▶ Input rows
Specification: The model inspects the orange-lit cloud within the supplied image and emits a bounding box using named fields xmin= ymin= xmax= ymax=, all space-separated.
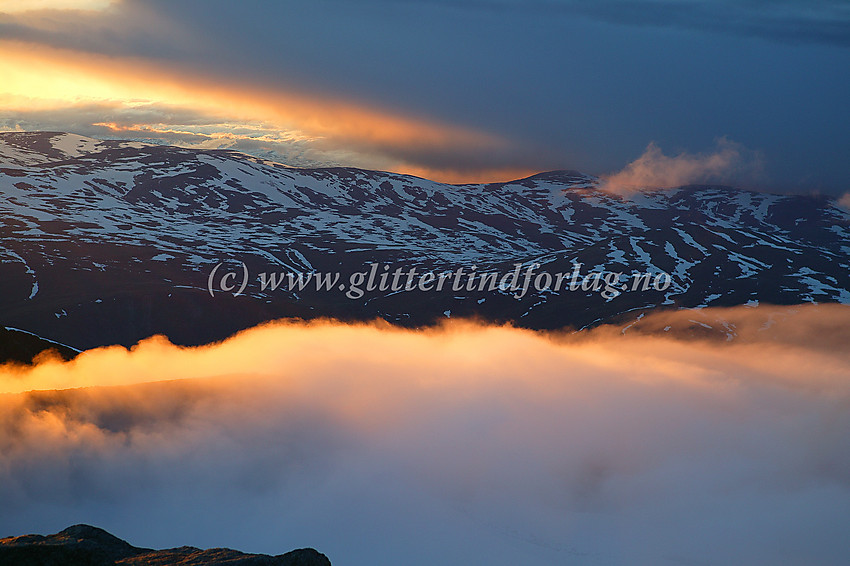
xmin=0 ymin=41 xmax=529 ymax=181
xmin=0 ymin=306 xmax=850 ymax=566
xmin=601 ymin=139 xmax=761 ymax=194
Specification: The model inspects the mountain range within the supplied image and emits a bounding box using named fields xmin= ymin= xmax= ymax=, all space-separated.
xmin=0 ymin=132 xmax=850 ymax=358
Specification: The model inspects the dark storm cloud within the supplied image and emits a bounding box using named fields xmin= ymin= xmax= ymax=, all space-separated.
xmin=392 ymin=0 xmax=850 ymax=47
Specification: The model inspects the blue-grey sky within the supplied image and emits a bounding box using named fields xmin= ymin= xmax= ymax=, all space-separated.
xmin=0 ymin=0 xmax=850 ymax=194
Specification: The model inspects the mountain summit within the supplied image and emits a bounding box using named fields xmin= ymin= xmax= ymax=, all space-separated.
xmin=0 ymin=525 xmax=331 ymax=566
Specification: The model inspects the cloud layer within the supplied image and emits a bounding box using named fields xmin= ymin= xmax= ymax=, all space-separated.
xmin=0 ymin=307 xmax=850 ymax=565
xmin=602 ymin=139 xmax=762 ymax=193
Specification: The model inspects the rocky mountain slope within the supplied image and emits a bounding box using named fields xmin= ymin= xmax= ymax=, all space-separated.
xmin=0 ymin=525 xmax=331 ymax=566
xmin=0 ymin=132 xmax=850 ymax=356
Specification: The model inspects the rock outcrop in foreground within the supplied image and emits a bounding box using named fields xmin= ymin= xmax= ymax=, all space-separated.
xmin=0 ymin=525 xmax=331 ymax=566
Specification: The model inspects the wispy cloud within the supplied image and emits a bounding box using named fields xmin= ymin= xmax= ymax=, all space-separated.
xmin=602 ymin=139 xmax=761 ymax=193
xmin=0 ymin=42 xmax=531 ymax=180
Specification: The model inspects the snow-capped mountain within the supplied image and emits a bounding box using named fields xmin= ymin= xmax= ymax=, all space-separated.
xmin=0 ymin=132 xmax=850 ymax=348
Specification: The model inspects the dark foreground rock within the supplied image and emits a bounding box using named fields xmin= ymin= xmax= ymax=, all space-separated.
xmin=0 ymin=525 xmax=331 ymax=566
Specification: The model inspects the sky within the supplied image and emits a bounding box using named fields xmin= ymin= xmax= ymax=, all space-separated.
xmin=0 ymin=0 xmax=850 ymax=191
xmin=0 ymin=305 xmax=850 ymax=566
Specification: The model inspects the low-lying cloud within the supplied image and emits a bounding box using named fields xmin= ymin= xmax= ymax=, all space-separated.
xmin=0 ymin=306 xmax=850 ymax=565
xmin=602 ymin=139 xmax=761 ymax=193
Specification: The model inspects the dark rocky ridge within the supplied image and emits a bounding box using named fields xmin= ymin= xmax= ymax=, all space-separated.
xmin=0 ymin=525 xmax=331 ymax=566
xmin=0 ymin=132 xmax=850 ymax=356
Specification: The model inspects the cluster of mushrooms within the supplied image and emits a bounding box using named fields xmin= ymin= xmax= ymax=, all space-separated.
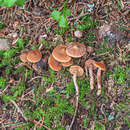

▶ Stated goal
Print the entire listing above word for word, omitting the pictures.

▶ Complete response
Specification: The model inspects the orange-lit cloud within the supplied image and emits a bounding box using named fields xmin= ymin= xmax= ymax=, all space-separated.
xmin=0 ymin=41 xmax=529 ymax=181
xmin=0 ymin=306 xmax=850 ymax=566
xmin=601 ymin=139 xmax=761 ymax=194
Specification: The model inspects the mountain range within the supplied image and emits a bounding box using named fields xmin= ymin= xmax= ymax=, all space-separated.
xmin=0 ymin=132 xmax=850 ymax=358
Specification: The model inspects the dark storm cloud within the supplied image and emits a bounding box using named fields xmin= ymin= xmax= ymax=, all space-separated.
xmin=392 ymin=0 xmax=850 ymax=47
Specification: The model inspects the blue-grey sky within the supplied image and emits a bounding box using named fields xmin= ymin= xmax= ymax=, all space-separated.
xmin=0 ymin=0 xmax=850 ymax=194
Specification: The model inspects the mountain summit within the supplied image and emits a bounding box using named fields xmin= ymin= xmax= ymax=, all space-separated.
xmin=0 ymin=525 xmax=331 ymax=566
Specification: The model inspects the cloud layer within the supplied image and emits a bounding box using named fields xmin= ymin= xmax= ymax=, all space-separated.
xmin=0 ymin=307 xmax=850 ymax=565
xmin=602 ymin=139 xmax=762 ymax=193
Specification: The model inspects the rocky mountain slope within the supplied image and emits a bounding box using named fields xmin= ymin= xmax= ymax=, all space-separated.
xmin=0 ymin=525 xmax=331 ymax=566
xmin=0 ymin=132 xmax=850 ymax=356
Specification: The model inspects the rock outcrop in foreground within the supplied image and emits a bounding box using named fields xmin= ymin= xmax= ymax=, all space-separated.
xmin=0 ymin=525 xmax=331 ymax=566
Specification: The model inspects the wispy cloud within the supplied image and emits a bounding box using named fields xmin= ymin= xmax= ymax=, all space-separated.
xmin=602 ymin=139 xmax=761 ymax=193
xmin=0 ymin=42 xmax=531 ymax=180
Specification: The model inspects the snow-capped mountain within the supplied image and emits a bounding box using named fields xmin= ymin= xmax= ymax=, all space-separated.
xmin=0 ymin=132 xmax=850 ymax=348
Specification: The model inspects the dark foreground rock within the supplied image and emits a bounding box using named fields xmin= ymin= xmax= ymax=, all space-separated.
xmin=0 ymin=525 xmax=331 ymax=566
Specification: The model inspects the sky within the supplied image and emits a bounding box using named fields xmin= ymin= xmax= ymax=, all space-separated.
xmin=0 ymin=0 xmax=850 ymax=191
xmin=0 ymin=305 xmax=850 ymax=566
Specification: The model inspects the low-lying cloud within the supplied image and emits a bounding box using named fields xmin= ymin= xmax= ymax=, all space-separated.
xmin=0 ymin=306 xmax=850 ymax=565
xmin=602 ymin=139 xmax=761 ymax=193
Specification: The model inspects the dark rocky ridge within the supplied image and emits a bounding box using named fields xmin= ymin= xmax= ymax=, all space-separated.
xmin=0 ymin=525 xmax=331 ymax=566
xmin=0 ymin=132 xmax=850 ymax=356
Specification: The model inspects the cluster of mushrooms within the supplied image and emits a bounding box using named fields xmin= ymin= xmax= ymax=, all space-separated.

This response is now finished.